On pourrait traduire « catégorie filles ».
Que nous
apprend l'inscription sur ses trois demoiselles ? Beaucoup de
choses.
- Tryphosa
a été la première des filles à remporter trois victoires
d'affilée à la course de stade (course à pied) aux Jeux Pythiques
et Isthmiques.
- Hédéa
a aussi gagné deux courses de stade (je vous épargne à chaque fois
la mention des Jeux où avait lieu l'épreuve), une course de chars
de guerre en armes, et l'épreuve junior des citharèdes (épreuves
musicales et sportives étaient mêlés dans ces Jeux et il était
fréquent que le même athlète remporte des prix dans les deux types
de disciplines). On apprend enfin qu'elle a été la première de son
âge… , puis la première fille… , mais dans les deux cas
l'inscription est effacée et on ne sait pas quels sont ces exploits
où elle a établi des records.

** Consigne **
D'après la source ci-dessus, quel exploit Tryphosa a-t-elle été la première des filles à accomplir ?

** Données **
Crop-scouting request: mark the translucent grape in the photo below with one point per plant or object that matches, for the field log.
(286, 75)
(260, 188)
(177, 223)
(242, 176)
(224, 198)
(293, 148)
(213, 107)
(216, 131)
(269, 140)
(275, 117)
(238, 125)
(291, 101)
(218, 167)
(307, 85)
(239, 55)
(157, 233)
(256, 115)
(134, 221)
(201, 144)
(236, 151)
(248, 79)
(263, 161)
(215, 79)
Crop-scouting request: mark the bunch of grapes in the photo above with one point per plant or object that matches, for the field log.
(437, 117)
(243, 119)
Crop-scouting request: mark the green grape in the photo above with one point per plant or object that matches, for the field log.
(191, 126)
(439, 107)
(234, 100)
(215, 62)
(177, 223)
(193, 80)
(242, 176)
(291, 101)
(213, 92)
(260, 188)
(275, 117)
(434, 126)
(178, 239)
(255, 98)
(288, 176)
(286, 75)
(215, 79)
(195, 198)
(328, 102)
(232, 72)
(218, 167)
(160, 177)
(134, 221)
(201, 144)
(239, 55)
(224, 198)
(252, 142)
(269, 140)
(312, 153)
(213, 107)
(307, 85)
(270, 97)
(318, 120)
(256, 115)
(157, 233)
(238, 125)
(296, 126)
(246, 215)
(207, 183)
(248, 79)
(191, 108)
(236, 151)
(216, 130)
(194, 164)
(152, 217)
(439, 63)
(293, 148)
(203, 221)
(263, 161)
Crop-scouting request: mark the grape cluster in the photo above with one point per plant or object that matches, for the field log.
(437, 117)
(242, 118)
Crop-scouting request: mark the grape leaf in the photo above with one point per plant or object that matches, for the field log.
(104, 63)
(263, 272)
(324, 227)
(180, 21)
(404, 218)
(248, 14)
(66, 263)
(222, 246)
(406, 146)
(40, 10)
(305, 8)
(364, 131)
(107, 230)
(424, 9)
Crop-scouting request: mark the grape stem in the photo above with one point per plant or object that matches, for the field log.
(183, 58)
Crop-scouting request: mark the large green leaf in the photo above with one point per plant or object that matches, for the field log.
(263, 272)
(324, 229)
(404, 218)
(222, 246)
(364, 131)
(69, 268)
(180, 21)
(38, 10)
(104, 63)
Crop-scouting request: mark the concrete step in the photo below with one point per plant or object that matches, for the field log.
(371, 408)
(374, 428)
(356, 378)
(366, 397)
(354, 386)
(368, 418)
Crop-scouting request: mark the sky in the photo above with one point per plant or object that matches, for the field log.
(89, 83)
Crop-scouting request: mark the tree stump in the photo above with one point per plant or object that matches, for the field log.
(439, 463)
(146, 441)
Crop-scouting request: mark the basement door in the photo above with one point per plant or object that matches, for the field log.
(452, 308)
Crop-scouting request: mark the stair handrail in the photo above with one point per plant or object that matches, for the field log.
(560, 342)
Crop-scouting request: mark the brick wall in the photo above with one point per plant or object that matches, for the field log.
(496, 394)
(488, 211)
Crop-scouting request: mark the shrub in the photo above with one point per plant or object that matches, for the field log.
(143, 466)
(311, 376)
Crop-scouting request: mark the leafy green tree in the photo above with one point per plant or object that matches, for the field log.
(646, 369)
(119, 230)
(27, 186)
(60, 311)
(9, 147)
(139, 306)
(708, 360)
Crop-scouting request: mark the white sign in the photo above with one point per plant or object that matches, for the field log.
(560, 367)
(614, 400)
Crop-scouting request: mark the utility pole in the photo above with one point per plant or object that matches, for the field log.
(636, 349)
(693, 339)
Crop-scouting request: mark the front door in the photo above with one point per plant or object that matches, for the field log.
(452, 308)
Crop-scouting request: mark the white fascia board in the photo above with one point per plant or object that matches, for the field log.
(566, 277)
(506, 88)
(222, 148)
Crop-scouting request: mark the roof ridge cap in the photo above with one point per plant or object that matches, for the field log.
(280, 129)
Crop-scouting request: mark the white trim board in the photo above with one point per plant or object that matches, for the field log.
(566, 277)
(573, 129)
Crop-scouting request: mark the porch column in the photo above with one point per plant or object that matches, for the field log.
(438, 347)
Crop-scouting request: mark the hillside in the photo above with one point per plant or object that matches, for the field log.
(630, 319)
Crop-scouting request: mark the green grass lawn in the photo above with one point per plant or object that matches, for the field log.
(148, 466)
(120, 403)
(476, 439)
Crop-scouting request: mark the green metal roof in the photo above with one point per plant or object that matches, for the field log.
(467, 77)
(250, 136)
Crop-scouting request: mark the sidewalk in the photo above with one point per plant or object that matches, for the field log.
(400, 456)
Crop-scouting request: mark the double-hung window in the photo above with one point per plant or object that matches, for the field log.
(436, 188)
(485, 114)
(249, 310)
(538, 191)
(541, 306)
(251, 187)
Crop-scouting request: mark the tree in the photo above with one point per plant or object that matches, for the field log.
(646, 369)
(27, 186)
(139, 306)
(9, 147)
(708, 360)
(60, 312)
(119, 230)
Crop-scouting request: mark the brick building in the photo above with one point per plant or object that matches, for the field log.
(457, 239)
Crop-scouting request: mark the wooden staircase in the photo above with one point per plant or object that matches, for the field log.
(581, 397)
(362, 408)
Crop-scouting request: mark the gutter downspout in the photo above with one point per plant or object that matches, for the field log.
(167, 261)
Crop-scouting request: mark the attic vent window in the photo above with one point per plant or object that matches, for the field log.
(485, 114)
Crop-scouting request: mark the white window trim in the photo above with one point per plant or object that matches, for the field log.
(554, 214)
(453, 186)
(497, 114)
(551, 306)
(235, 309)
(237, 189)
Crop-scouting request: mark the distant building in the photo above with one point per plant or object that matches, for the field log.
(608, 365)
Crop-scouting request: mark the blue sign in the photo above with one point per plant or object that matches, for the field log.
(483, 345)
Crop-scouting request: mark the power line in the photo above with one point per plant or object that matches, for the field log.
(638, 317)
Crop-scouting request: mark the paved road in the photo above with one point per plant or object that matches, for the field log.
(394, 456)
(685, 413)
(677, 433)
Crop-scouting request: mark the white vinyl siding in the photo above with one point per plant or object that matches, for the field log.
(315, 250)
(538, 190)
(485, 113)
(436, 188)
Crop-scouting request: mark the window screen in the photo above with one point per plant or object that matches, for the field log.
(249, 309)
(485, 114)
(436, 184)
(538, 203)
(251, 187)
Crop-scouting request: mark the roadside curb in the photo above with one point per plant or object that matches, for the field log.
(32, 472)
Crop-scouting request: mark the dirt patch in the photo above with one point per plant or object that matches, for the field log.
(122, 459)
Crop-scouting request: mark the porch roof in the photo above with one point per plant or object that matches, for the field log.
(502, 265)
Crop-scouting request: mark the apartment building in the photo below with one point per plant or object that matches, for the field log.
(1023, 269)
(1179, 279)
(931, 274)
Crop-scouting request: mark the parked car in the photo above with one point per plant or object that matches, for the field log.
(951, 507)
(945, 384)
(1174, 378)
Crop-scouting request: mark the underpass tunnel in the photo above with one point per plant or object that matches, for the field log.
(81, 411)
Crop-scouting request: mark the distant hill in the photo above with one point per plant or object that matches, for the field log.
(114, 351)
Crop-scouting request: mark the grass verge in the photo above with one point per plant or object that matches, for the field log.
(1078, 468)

** Corrigé **
Elle a été la première des filles à remporter trois victoires d'affilée à la course de stade aux Jeux Pythiques et Isthmiques.